# gnome panel - shutdown & restart issue's.

## manwithaplan1976

I have an odd issue when trying to shutdown or restart using the shutdown applet. When shutting down or rebooting it acts as if it is going to return to the gdm login window. I have an Nvidia card, that has a highspeed fan. So I know when the drivers are kicked in or not, because the fan speed reduces when X starts. So when I use the applet it causes the fan speed to go high back to low then back to highspeed, then it proceeds to shutdown. Very odd

I can see that it is trying to restart X, then proceeds to shutdown. This all makes a mess of my splash, because it tries to reset X and my shutdown splash works sometimes, or I get a INIT shutdown message with a blinking cursor until shutdown or reboot. I do not have these issues if I use the command prompt.

I don't know where to begin to start a diag of this issue. I have checked logs etc. And I do not see anything that warrants an alarm.

----------

## shallpion

Ok

I met this problem in the May (maybe, I cannot remember the exact time) and did a lot of work on it.

Dataset items:
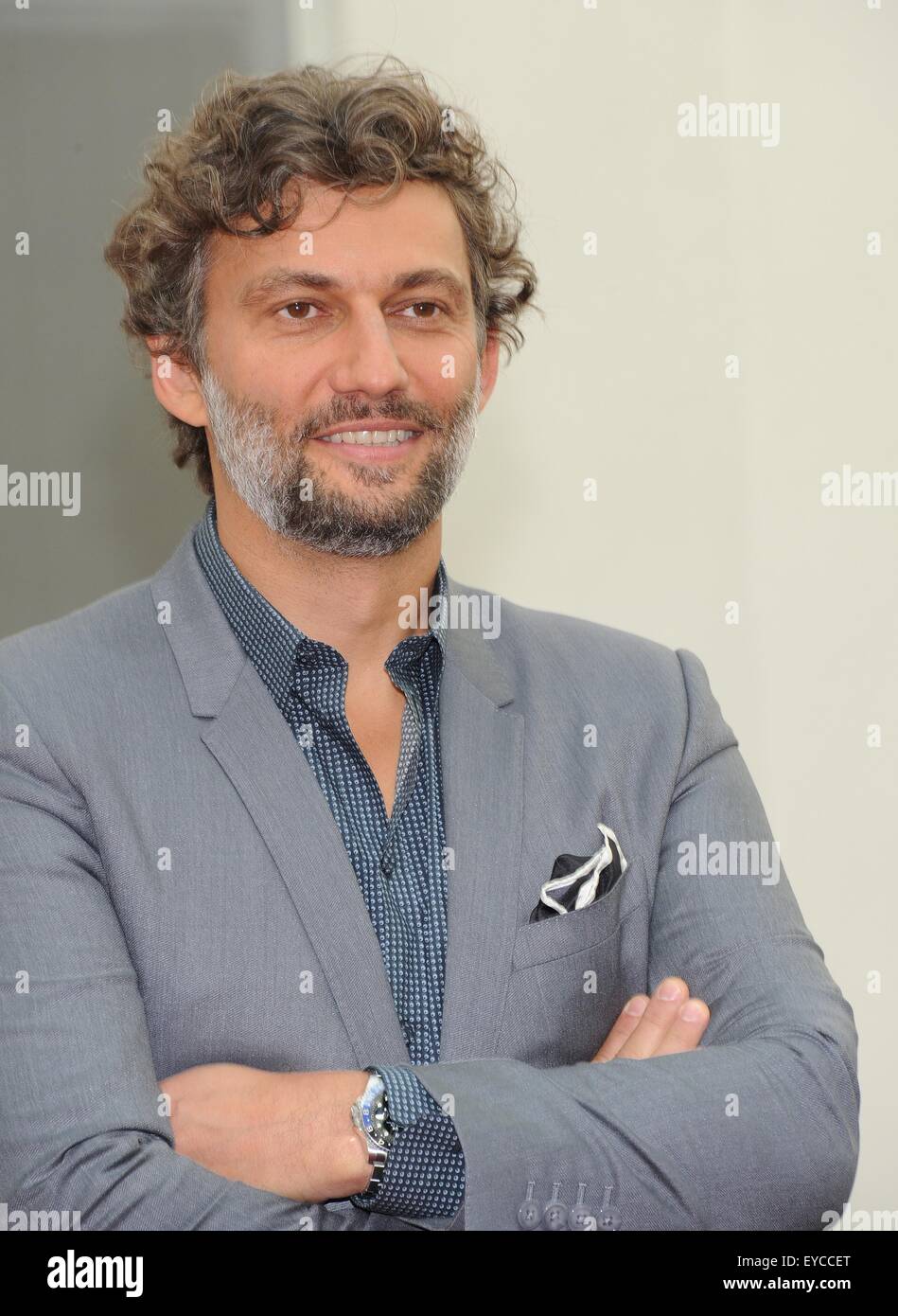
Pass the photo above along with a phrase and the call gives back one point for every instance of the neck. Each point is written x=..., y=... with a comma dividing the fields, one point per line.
x=347, y=603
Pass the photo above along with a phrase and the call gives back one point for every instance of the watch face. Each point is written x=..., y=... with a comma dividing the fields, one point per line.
x=377, y=1123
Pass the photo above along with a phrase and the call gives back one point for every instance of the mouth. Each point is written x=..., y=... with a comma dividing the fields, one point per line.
x=371, y=445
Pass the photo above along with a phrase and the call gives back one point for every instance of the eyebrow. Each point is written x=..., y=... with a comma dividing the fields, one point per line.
x=283, y=279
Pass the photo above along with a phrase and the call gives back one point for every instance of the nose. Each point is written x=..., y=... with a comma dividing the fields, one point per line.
x=365, y=358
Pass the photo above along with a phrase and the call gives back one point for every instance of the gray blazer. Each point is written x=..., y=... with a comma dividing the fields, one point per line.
x=175, y=893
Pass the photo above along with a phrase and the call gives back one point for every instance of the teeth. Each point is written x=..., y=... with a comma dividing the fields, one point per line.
x=368, y=437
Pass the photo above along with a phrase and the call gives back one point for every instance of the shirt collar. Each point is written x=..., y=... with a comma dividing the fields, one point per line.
x=273, y=643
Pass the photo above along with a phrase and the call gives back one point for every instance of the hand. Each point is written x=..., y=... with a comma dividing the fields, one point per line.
x=286, y=1133
x=657, y=1028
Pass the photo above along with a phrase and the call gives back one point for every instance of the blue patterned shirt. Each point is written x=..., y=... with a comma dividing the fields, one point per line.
x=397, y=860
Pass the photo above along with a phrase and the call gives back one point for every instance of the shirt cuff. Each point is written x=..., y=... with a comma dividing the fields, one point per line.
x=425, y=1166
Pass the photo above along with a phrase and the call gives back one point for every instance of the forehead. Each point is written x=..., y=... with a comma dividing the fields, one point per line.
x=361, y=245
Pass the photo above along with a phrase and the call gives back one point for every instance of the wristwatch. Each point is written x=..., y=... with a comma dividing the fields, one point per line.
x=371, y=1117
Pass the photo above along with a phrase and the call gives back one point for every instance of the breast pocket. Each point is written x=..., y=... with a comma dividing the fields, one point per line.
x=567, y=986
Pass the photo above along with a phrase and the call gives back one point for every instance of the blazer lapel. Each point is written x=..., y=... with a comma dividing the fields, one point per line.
x=256, y=749
x=482, y=752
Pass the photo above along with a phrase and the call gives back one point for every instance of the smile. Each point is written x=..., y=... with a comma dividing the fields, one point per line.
x=370, y=437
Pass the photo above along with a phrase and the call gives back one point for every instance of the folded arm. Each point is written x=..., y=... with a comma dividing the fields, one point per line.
x=758, y=1128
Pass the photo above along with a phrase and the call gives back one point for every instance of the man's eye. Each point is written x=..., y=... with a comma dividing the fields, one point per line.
x=414, y=304
x=292, y=307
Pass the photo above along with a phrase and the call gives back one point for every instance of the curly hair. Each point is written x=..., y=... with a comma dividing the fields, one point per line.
x=250, y=137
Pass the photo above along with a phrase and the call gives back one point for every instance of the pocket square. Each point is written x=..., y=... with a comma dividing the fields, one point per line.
x=577, y=880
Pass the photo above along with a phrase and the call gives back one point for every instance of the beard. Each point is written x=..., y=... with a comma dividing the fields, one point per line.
x=273, y=474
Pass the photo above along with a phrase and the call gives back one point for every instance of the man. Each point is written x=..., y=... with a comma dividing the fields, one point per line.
x=326, y=880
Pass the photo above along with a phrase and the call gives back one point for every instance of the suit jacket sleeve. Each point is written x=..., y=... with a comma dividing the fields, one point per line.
x=79, y=1103
x=758, y=1128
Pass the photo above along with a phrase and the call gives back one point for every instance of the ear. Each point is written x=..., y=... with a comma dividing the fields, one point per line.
x=488, y=367
x=176, y=385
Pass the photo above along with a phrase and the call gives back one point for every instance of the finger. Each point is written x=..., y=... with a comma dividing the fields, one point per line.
x=624, y=1028
x=685, y=1033
x=660, y=1013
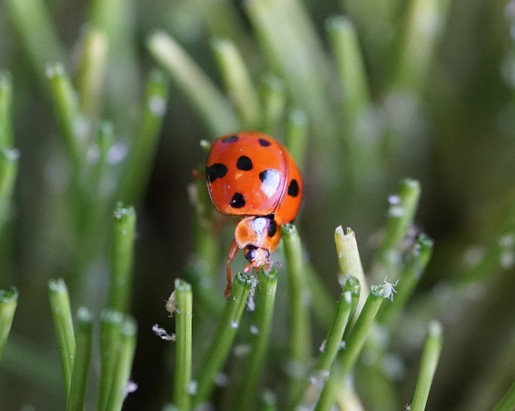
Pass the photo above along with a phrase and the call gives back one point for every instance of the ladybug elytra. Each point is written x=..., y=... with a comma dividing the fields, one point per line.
x=249, y=174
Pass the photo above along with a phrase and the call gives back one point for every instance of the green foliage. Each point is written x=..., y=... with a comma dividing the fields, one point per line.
x=364, y=94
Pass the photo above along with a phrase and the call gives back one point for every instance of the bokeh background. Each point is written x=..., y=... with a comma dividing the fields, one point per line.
x=433, y=101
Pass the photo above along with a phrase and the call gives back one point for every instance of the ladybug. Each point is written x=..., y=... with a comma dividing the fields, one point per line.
x=250, y=174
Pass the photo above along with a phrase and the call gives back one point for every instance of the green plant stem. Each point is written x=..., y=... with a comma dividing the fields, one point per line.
x=273, y=96
x=91, y=74
x=223, y=338
x=401, y=214
x=334, y=336
x=8, y=303
x=123, y=364
x=430, y=357
x=37, y=31
x=122, y=251
x=82, y=361
x=110, y=335
x=348, y=357
x=67, y=111
x=332, y=344
x=183, y=345
x=297, y=136
x=261, y=327
x=423, y=29
x=8, y=172
x=351, y=69
x=298, y=297
x=203, y=265
x=143, y=148
x=362, y=168
x=202, y=93
x=268, y=401
x=6, y=97
x=27, y=359
x=238, y=82
x=414, y=265
x=105, y=141
x=349, y=260
x=323, y=308
x=298, y=57
x=507, y=402
x=116, y=20
x=63, y=324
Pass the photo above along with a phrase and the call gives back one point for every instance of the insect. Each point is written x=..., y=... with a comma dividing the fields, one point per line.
x=249, y=174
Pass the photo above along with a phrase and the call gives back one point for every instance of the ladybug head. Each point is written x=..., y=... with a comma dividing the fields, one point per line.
x=257, y=257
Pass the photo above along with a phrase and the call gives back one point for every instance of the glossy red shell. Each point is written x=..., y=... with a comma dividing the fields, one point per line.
x=251, y=174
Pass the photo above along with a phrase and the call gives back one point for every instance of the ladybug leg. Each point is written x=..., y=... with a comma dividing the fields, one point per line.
x=233, y=251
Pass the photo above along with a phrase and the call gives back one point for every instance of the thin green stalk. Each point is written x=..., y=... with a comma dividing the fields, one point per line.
x=414, y=265
x=348, y=357
x=297, y=136
x=183, y=345
x=63, y=324
x=29, y=360
x=6, y=97
x=423, y=29
x=273, y=97
x=333, y=341
x=507, y=402
x=331, y=345
x=110, y=330
x=67, y=111
x=362, y=168
x=123, y=364
x=143, y=148
x=260, y=329
x=299, y=315
x=349, y=260
x=298, y=56
x=223, y=338
x=351, y=69
x=430, y=357
x=37, y=31
x=116, y=20
x=8, y=172
x=238, y=82
x=203, y=265
x=351, y=284
x=268, y=401
x=100, y=173
x=202, y=93
x=401, y=214
x=79, y=382
x=122, y=251
x=8, y=303
x=322, y=305
x=91, y=74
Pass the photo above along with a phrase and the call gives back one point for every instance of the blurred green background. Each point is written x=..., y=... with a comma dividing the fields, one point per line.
x=427, y=94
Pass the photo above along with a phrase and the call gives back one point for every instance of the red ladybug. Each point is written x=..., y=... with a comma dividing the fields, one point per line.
x=250, y=174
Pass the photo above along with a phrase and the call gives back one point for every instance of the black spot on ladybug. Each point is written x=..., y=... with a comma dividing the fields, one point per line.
x=217, y=170
x=230, y=139
x=271, y=180
x=244, y=163
x=237, y=201
x=272, y=228
x=251, y=253
x=293, y=188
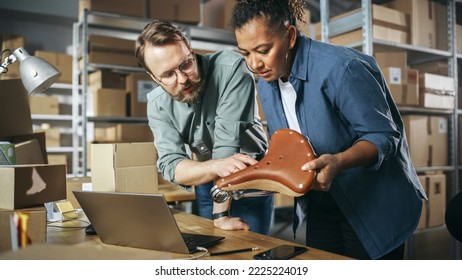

> _EXERCISE INSTRUCTIONS_:
A: Do these statements agree with the GNOME shutdown thread? (i) The first poster has the same trouble when shutting down from the command prompt. (ii) The first poster checked the logs and found nothing alarming. (iii) The reply says the problem came up in May, though the timing is uncertain. Answer yes or no for each, quoting the words of the thread that decide it.
B: Can you write the next part of the GNOME shutdown thread, picking up after the reply's last sentence?
The items are separate material, apart from the GNOME shutdown thread.

> _ANSWER LIST_:
A:
(i) No: "I do not have these issues if I use the command prompt."
(ii) Yes: "I have checked logs etc. And I do not see anything that warrants an alarm."
(iii) Yes: "I met this problem in the May (maybe, I cannot remember the exact time)"

B:
And I have to say it is not solved yet.

I opened a bugreport on this issue, but regretfully after several discussion, no solution has been found. This problem can been seen among many 

distros of linux, such as redhat, suse, ubuntu, arch  :Sad:  you can search it from internet. Some seem to have this problem in the previous year. 

https://bugs.gentoo.org/show_bug.cgi?id=271023

Now, my problem is that after one time "failed restart/shutdown", which means if I was promoted back to gdm, then I login, then I can restart/shutdown normally.

----------

## manwithaplan1976

 *shallpion wrote:*   

> Ok
> 
> I met this problem in the May (maybe, I cannot remember the exact time) and did a lot of work on it.
> 
> And I have to say it is not solved yet.
> ...

 

Thanks for the reply... Finally an explanation to this bug. I have this problem with my Gentoo and Arch install. As a solution I got rid of GDM all-together. In fact I don't use a display manager anymore. I just added a startx script to a local.start in my conf.d, then added local to my boot. This just starts X, and logs my user in without using a display manager. As a side note, this bug was also happening with Slim.

----------

## shallpion

 *manwithaplan1976 wrote:*   

>  *shallpion wrote:*   Ok
> 
> I met this problem in the May (maybe, I cannot remember the exact time) and did a lot of work on it.
> 
> And I have to say it is not solved yet.
> ...

 

Hi manwithaplan(cool name, isn't it:)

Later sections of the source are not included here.